QUOTED PASSAGE:
Public

Multiagent document taxonomist

General-purpose cloud-native platform for extracting structured data from unstructured PDFs. Induces an extraction schema from example documents, then processes batches through event-driven LLM workers at scale.

Stack

Python · FastAPI · GCP (Cloud Run, Cloud Functions, Firestore) · Gemini · OpenAI · Pydantic · React · Vite

Artifacts

Public demo / repo

TL;DR

Schema induction via LLM agent: proposes and refines an extraction schema from example documents automatically.
Cloud-native architecture: FastAPI (Cloud Run) + event-driven workers (Cloud Functions Gen2) + Firestore state.
Idempotent by design: per-file transaction guards, exponential backoff, dual LLM fallback (Gemini, then OpenAI).
Domain-agnostic: apply to any document corpus (legal, financial, medical) by inducing a new schema.

Reusable patterns

Schema induction via LLM agents: auto-designs extraction templates from example documents, with no manual field mapping.
Idempotent event-driven workers: Firestore per-file locks prevent duplicate processing under retries or concurrent triggers.
Multi-provider LLM fallback: if the primary (Gemini) fails, the system switches automatically to the backup (OpenAI) via a shared adapter interface.
Map/reduce over PDF chunks: parallel LLM extraction per chunk, reduce aggregates with source provenance.
Auto-generated SDKs from OpenAPI spec: typed JS and Python clients; consumers never import backend internals.

Context

Unstructured PDFs are everywhere (legal filings, financial reports, procurement documents), but extracting structured data from them requires writing a parser for each format.

Goal: build a platform where the extraction schema is induced automatically from examples, and the processing pipeline scales to thousands of documents without manual intervention.

The platform is domain-agnostic: it has been applied to judicial appeal documents (TARCJA) and is designed to work on any document corpus with minimal configuration.

Decisions

Schema induction via LLM agents: a SchemaDesigner agent proposes field names, types, rules, and synonyms by analyzing a sample of documents, instead of requiring manual schema definition.
Cloud Functions Gen2 triggered by GCS object events (Eventarc): each uploaded PDF spawns an independent worker, enabling natural parallelism without an explicit queue.
Firestore for idempotent state: per-file transaction records guard against reprocessing, so any job is safe to retry, replay, or resume.
Dual LLM fallback (Gemini, then OpenAI): provider failures fall through automatically via a shared adapter interface, swappable with a single env variable.
Monorepo with shared core package: backend and worker both install multiagent-core (editable), with no logic duplication and no cross-app imports.
Auto-generated SDKs from OpenAPI spec: typed JS and Python clients allow consumers (frontend, CLI scripts) to interact without importing backend internals.

Architecture

FastAPI (Cloud Run) handles job orchestration, signed GCS upload URLs, schema induction endpoints, and health checks.
Cloud Function Gen2 triggers on GCS finalization events (Eventarc): one invocation per uploaded PDF.
Firestore tracks per-file status atomically, preventing duplicate processing under concurrent retries.
Shared core package (multiagent-core): domain models, LLM adapters, chunking logic, and storage services, installed in both backend and worker.
React frontend (Vite): schema inducer UI, document uploader, job status monitor, and results viewer, communicating exclusively via the generated JS SDK.

Outcome

Applied to 5200+ judicial appeal documents (TARCJA project): 95–100% core field coverage, 16.8s avg latency per document.
Schema induction reduces domain setup from hours of manual field mapping to minutes of agent-guided refinement.
Idempotent processing: any failed or partial job can be retried or replayed without risk of duplicate records.
Architecture scales horizontally: each PDF is an independent Cloud Function invocation, and throughput grows with GCS upload rate.

ACTIONS TO TAKE:
a – Name every item listed under the "Reusable patterns" header of the page on the multiagent document taxonomist. Give only the name before each colon.
b – Update the page on the multiagent document taxonomist, starting with "Cloud-native architecture: FastAPI" and going on through "with source provenance.". Replace "Firestore" with "Cloud Spanner" each time it appears.

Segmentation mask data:
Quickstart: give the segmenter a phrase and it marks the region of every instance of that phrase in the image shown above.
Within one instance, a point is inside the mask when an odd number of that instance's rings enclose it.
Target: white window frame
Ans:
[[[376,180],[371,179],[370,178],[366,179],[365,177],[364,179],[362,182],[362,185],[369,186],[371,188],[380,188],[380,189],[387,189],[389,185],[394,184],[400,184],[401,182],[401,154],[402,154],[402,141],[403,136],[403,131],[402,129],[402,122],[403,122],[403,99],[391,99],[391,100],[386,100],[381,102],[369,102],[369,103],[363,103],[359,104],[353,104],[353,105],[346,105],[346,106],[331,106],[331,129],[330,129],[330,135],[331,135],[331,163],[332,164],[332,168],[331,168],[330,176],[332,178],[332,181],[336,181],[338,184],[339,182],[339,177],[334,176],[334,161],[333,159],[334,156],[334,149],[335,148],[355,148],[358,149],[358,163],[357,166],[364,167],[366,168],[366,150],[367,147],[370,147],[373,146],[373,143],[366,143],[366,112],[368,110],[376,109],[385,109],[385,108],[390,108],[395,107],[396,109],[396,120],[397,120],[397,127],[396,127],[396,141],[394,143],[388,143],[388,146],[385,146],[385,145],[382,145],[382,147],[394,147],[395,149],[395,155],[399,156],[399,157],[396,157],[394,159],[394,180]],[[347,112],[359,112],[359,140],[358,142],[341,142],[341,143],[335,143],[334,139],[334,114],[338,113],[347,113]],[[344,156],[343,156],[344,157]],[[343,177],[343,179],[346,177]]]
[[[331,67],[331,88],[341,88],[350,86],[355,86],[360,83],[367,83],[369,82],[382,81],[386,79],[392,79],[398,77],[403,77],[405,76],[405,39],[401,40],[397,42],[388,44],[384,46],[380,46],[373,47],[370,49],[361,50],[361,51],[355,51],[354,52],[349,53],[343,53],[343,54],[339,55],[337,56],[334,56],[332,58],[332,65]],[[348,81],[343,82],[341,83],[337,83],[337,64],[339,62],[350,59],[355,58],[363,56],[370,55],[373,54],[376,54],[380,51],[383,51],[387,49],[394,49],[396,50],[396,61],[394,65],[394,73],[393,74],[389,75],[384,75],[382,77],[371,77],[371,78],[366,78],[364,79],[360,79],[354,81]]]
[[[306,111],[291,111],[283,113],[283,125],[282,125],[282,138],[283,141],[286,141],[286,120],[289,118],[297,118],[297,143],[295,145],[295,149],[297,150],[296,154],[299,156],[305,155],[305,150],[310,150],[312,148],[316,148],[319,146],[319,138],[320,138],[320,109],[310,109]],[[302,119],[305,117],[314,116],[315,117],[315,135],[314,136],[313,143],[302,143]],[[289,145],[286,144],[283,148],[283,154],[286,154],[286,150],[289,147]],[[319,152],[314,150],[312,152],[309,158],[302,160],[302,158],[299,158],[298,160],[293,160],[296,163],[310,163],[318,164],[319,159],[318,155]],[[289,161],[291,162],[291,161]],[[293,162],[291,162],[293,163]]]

EXERCISE RESPONSES:
a –
Schema induction via LLM agents
Idempotent event-driven workers
Multi-provider LLM fallback
Map/reduce over PDF chunks
Auto-generated SDKs from OpenAPI spec

b –
Cloud-native architecture: FastAPI (Cloud Run) + event-driven workers (Cloud Functions Gen2) + Cloud Spanner state.
Idempotent by design: per-file transaction guards, exponential backoff, dual LLM fallback (Gemini, then OpenAI).
Domain-agnostic: apply to any document corpus (legal, financial, medical) by inducing a new schema.

Reusable patterns

Schema induction via LLM agents: auto-designs extraction templates from example documents, with no manual field mapping.
Idempotent event-driven workers: Cloud Spanner per-file locks prevent duplicate processing under retries or concurrent triggers.
Multi-provider LLM fallback: if the primary (Gemini) fails, the system switches automatically to the backup (OpenAI) via a shared adapter interface.
Map/reduce over PDF chunks: parallel LLM extraction per chunk, reduce aggregates with source provenance.